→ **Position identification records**
________________
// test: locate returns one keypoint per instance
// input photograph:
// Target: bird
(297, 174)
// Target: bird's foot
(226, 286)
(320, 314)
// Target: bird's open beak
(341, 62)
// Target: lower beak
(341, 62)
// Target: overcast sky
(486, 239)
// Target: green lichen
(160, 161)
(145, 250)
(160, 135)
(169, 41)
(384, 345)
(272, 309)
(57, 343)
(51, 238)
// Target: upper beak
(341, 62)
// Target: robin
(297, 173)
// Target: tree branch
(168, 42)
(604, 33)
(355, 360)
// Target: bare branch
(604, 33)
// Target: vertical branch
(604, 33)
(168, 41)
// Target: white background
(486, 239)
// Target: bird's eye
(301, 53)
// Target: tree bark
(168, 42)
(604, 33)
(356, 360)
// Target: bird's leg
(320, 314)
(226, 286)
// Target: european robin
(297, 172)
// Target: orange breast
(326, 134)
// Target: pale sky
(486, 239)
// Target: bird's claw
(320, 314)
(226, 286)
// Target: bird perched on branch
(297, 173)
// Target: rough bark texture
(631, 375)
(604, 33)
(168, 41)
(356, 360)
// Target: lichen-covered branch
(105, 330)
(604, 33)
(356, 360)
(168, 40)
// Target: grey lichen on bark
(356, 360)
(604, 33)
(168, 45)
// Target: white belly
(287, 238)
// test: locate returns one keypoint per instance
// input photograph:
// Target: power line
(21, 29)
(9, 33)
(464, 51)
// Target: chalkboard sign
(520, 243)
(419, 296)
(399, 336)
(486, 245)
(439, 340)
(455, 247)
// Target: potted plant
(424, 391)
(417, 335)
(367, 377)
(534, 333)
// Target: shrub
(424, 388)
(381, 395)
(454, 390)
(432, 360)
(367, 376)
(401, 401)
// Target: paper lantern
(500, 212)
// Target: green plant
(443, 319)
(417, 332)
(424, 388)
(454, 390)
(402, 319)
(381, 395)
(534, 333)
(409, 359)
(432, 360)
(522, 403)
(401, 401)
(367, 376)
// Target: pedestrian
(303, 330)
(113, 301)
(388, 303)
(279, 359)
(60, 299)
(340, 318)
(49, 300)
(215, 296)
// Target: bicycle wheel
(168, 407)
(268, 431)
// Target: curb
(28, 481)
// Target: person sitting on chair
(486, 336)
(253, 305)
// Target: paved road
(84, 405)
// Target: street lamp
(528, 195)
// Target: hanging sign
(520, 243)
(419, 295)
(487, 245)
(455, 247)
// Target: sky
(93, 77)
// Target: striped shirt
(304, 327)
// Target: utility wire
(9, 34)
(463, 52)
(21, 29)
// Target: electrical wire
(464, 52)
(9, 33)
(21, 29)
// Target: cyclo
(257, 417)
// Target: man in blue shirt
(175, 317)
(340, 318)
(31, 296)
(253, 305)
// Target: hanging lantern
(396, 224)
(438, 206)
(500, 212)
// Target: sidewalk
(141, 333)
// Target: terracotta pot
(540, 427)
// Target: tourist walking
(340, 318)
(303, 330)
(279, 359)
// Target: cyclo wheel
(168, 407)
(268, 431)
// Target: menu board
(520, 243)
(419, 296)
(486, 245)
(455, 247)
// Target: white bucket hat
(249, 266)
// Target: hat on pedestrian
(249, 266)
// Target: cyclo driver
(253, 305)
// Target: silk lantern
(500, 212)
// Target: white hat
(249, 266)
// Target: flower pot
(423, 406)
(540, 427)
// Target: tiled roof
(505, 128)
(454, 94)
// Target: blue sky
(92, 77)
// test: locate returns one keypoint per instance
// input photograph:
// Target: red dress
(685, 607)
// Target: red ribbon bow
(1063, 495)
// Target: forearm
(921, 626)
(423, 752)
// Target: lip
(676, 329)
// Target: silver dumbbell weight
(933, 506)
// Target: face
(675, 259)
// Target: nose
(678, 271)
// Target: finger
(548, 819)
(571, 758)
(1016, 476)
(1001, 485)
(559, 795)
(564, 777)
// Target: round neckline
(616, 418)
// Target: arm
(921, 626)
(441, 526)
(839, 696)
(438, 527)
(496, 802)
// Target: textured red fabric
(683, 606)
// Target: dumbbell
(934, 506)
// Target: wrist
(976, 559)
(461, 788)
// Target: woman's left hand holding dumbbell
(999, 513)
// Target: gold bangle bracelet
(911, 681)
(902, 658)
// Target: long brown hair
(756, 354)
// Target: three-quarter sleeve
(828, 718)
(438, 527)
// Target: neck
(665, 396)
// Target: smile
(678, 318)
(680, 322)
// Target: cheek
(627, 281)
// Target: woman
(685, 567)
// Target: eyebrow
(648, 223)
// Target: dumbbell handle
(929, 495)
________________
→ **Given exercise**
Everything from the line containing "Target: white hat" to the last line of the entries above should be quoted exactly, and only that.

→ **Problem solution**
// Target: white hat
(249, 266)
// Target: flower pot
(423, 406)
(540, 427)
// Target: tiled roof
(505, 128)
(454, 94)
// Target: blue sky
(92, 77)
// test: locate returns one keypoint per instance
// input photograph:
// Target: red dress
(685, 607)
// Target: red ribbon bow
(1063, 495)
// Target: forearm
(921, 626)
(423, 752)
// Target: lip
(676, 329)
// Target: silver dumbbell weight
(933, 506)
// Target: face
(675, 259)
// Target: nose
(678, 271)
// Target: finger
(548, 819)
(571, 758)
(1016, 476)
(1001, 485)
(559, 795)
(564, 777)
// Target: round neckline
(616, 418)
// Target: arm
(921, 626)
(441, 526)
(839, 696)
(438, 527)
(496, 802)
// Target: textured red fabric
(683, 606)
// Target: dumbbell
(934, 506)
// Target: wrist
(976, 559)
(461, 788)
// Target: woman's left hand holding dumbbell
(999, 513)
// Target: gold bangle bracelet
(911, 681)
(902, 658)
// Target: long brown hair
(756, 354)
// Target: three-quarter sleeve
(828, 718)
(438, 527)
// Target: neck
(665, 396)
// Target: smile
(678, 318)
(680, 322)
// Target: cheek
(627, 281)
// Target: woman
(685, 567)
// Target: eyebrow
(648, 223)
// Target: dumbbell handle
(929, 495)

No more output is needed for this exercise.